**Selected extract:**
-- START --
Add a new gRPC contract

  1. Add the proto under packages/contracts/grpc/. Follow the pattern of ledger.proto:

    • Package: demozpay.<service>.v1
    • option go_package = "github.com/demoz-pay/contracts/gen/go/<service>/v1;<svc>v1";
    • Comment EVERY message field with its semantics.
  2. Run buf lint to confirm shape:

    cd packages/contracts && buf lint
  3. Generate stubs:

    cd packages/contracts && buf generate

    Stubs land in packages/contracts/gen/go/<service>/v1/*.pb.go (gitignored — they're build artefacts).

  4. Consume from the Go service:

    import <service>v1 "github.com/demoz-pay/contracts/gen/go/<service>/v1"
  5. For breaking changes (renaming a field, removing a field, changing semantics): write an ADR. See packages/contracts/README.md for versioning rules — same field number forever, new versions get new packages.
-- END --
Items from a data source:
-- START --
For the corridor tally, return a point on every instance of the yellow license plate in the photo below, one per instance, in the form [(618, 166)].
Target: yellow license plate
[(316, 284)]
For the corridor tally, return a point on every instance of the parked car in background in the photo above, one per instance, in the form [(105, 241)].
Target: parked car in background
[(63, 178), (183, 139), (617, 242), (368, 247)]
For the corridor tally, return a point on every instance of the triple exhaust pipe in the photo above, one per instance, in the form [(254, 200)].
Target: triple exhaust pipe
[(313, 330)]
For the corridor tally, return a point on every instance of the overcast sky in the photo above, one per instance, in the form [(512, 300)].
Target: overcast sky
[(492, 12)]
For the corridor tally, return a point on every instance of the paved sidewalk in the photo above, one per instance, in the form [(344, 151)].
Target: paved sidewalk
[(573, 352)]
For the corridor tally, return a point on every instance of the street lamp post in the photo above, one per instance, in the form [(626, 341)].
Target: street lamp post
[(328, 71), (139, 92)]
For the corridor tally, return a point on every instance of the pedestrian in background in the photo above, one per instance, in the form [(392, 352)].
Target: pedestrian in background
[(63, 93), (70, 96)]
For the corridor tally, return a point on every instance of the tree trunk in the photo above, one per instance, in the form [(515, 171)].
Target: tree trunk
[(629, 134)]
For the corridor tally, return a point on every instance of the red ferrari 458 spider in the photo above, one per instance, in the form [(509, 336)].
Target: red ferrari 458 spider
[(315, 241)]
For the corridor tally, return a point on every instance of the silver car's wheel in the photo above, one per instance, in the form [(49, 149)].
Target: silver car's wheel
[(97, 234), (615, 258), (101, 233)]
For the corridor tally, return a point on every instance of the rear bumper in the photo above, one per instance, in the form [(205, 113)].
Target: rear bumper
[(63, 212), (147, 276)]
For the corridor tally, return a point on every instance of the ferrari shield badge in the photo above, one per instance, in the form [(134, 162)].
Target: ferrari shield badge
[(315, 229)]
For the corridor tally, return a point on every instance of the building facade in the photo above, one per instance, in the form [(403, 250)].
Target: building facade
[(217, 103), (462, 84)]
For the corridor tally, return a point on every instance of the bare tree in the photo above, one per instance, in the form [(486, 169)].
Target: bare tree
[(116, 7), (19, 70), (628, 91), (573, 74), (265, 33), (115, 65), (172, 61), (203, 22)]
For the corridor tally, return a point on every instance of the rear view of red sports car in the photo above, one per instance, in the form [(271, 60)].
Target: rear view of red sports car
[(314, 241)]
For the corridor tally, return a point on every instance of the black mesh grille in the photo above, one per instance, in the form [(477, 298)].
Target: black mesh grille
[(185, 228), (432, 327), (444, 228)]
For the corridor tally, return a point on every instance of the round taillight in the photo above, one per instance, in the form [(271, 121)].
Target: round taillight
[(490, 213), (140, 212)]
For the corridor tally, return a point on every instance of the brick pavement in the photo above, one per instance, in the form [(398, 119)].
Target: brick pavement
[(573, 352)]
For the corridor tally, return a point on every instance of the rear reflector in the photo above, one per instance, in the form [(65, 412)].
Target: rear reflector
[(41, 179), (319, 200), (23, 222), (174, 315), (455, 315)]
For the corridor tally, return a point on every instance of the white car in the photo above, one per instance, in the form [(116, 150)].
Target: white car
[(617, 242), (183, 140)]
-- END --
**Complete the following:**
a – Answer these about the gRPC contract guide:
(i) Which existing proto file should a new proto follow as its pattern?
(ii) Which command confirms the shape of the proto?
(iii) What must be written for a breaking change such as renaming a field?
b – Extend the gRPC contract guide past its final step.
The records play no part in the work asked here.

**Outputs for the tasks:**
a –
(i) ledger.proto
(ii) buf lint, run from packages/contracts
(iii) An ADR

b –
Add a new frontend page

(Assumes the app is one of the existing 5 product apps.)

  1. Create the route file:
    • apps/employer-web/src/app/(authenticated)/payroll/runs/page.tsx
  2. Use shared UI:
    import { Button, Card, Table } from '@demoz-pay/shared-ui';
  3. Mock data first (today's pattern):
    import { payrollRunsMock } from '@/data/payroll';
  4. When ready to wire to API: see "API integration roadmap" notes in 05-the-frontend-apps.md. Roughly: @tanstack/react-query + better-auth cookies + handle 401/403 + typed DTOs.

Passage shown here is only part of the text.